(Entries for pointing and labeling)

□ □ □ □ □ □ □

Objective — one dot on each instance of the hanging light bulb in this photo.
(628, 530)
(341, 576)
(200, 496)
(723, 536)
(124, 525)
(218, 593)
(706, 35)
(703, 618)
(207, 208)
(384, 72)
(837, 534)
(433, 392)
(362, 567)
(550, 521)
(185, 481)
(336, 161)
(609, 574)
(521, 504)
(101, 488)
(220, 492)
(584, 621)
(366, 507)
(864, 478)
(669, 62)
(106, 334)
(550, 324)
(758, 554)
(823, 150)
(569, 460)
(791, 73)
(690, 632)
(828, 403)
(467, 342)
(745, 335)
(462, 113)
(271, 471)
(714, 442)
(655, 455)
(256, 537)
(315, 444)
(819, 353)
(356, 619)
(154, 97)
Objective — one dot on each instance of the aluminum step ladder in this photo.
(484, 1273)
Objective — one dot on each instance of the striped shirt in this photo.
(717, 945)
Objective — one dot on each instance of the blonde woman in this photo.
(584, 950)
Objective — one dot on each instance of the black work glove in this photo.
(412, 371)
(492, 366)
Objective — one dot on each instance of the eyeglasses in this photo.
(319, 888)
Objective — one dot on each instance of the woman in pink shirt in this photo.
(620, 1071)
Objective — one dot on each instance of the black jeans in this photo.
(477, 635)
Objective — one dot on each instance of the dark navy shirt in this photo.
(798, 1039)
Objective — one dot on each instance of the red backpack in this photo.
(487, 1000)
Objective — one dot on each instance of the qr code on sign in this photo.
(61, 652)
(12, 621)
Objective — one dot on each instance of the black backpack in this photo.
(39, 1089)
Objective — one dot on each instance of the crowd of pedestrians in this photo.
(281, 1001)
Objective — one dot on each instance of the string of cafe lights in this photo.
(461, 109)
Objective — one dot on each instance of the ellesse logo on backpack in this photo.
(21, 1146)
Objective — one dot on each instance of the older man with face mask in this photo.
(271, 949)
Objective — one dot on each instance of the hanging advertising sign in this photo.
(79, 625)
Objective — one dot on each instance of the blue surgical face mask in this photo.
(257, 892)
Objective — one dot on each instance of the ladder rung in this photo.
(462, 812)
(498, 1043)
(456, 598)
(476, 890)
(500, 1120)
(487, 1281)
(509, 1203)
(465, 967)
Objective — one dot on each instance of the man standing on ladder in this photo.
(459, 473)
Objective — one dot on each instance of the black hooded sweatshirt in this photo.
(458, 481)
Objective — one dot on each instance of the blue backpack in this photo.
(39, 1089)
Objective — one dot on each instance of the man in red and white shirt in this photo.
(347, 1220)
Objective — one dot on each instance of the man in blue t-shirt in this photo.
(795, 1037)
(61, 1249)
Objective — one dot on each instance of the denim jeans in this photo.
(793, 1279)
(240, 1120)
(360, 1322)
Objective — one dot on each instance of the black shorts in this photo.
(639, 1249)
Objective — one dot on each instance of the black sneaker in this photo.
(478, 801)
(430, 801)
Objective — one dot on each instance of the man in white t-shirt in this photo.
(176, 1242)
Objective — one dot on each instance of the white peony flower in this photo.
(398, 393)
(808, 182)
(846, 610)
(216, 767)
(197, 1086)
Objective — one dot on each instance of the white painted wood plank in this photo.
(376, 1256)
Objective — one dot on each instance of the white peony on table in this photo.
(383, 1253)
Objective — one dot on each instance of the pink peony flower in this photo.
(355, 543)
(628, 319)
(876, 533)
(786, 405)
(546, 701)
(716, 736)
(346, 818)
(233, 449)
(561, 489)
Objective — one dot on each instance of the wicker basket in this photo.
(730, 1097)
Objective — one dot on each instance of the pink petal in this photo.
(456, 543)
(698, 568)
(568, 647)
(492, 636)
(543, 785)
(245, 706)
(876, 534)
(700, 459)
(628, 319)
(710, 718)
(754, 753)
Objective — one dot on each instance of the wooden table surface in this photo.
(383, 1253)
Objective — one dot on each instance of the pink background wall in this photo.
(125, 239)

□ □ □ □ □ □ □

Task statement – Reproduce the listing above in full, substituting "Goal" for every occurrence of "Objective" and leaving all other text unchanged.

The reply –
Goal — one dot on each instance of the hanging light bulb in this photo.
(628, 530)
(341, 576)
(200, 496)
(723, 536)
(124, 525)
(218, 593)
(706, 35)
(703, 618)
(207, 208)
(384, 72)
(837, 534)
(433, 392)
(362, 567)
(550, 521)
(185, 481)
(336, 161)
(609, 574)
(521, 504)
(101, 488)
(220, 492)
(584, 621)
(366, 507)
(864, 478)
(669, 62)
(106, 334)
(550, 324)
(758, 554)
(823, 150)
(569, 460)
(791, 73)
(690, 632)
(828, 403)
(467, 342)
(745, 335)
(462, 113)
(271, 471)
(714, 442)
(655, 455)
(256, 537)
(315, 444)
(819, 353)
(356, 619)
(154, 97)
Goal — one dot on each instance of the aluminum step ladder in this photo.
(484, 1273)
Goal — one dot on each instance of the striped shirt in this photo.
(717, 945)
Goal — one dot on each instance of the blonde woman in this photo.
(584, 950)
Goal — one dot on each instance of the black work glove in this photo.
(412, 371)
(492, 366)
Goal — one dot on each instance of the eyeglasses in this photo.
(319, 888)
Goal — one dot on each instance of the woman in pink shirt in this photo.
(620, 1071)
Goal — one dot on each instance of the black jeans in this photo.
(477, 635)
Goal — one dot on each instance of the dark navy shirt in this photo.
(798, 1039)
Goal — one dot on each instance of the red backpack in this photo.
(487, 1000)
Goal — one dot on each instance of the qr code on sign in this photo.
(61, 652)
(12, 621)
Goal — one dot on each instance of the black backpack in this photo.
(39, 1089)
Goal — one dot on each instance of the crowd of pedestrians in this photo.
(281, 1001)
Goal — one dot on each instance of the string of cafe lights in this photo.
(461, 109)
Goal — one dot on each instance of the ellesse logo on backpack in this photo.
(21, 1146)
Goal — one dot on each instance of the older man with face mask in this photo.
(271, 949)
Goal — one dot on each instance of the hanging advertising sign in this photo.
(79, 625)
Goal — one dot on each instance of the blue surgical face mask in this photo.
(257, 892)
Goal — one dot on each instance of the ladder rung in this photo.
(462, 812)
(498, 1043)
(456, 598)
(476, 890)
(500, 1120)
(487, 1281)
(509, 1203)
(465, 967)
Goal — one dot on each instance of the man standing on ladder in this photo.
(459, 473)
Goal — one dot on each instance of the black hooded sweatshirt in this photo.
(458, 481)
Goal — one dot on each instance of the blue backpack in this photo.
(39, 1089)
Goal — one dot on each instance of the man in red and white shirt in this photo.
(347, 1220)
Goal — one dot on each instance of the man in blue t-shirt in this photo.
(795, 1037)
(61, 1249)
Goal — one dot on each instance of the denim jeans in this photo.
(793, 1279)
(240, 1120)
(360, 1322)
Goal — one dot on each instance of the black shorts in this photo.
(639, 1249)
Goal — one dot on each instance of the black sneaker in this photo.
(478, 801)
(430, 801)
Goal — one dot on each instance of the man in white t-shirt in this photo.
(176, 1242)
Goal — one dot on each instance of the white peony flower in this photo.
(398, 393)
(808, 182)
(846, 610)
(216, 767)
(197, 1086)
Goal — one dot on each instance of the white painted wood plank in this photo.
(376, 1256)
Goal — one dot on each instance of the white peony on table in this photo.
(383, 1253)
Goal — one dot on each instance of the pink peony flower in this photo.
(355, 543)
(628, 319)
(876, 533)
(786, 405)
(546, 701)
(716, 736)
(346, 818)
(233, 449)
(561, 489)
Goal — one dot on each instance of the wicker basket in this photo.
(730, 1097)
Goal — one dot on each instance of the pink petal in this photo.
(456, 543)
(698, 568)
(568, 647)
(492, 636)
(543, 785)
(245, 706)
(876, 534)
(700, 459)
(628, 319)
(710, 718)
(754, 753)
Goal — one dot on each instance of the wooden table surface in this photo.
(383, 1253)
Goal — one dot on each instance of the pink background wall in this photo.
(125, 239)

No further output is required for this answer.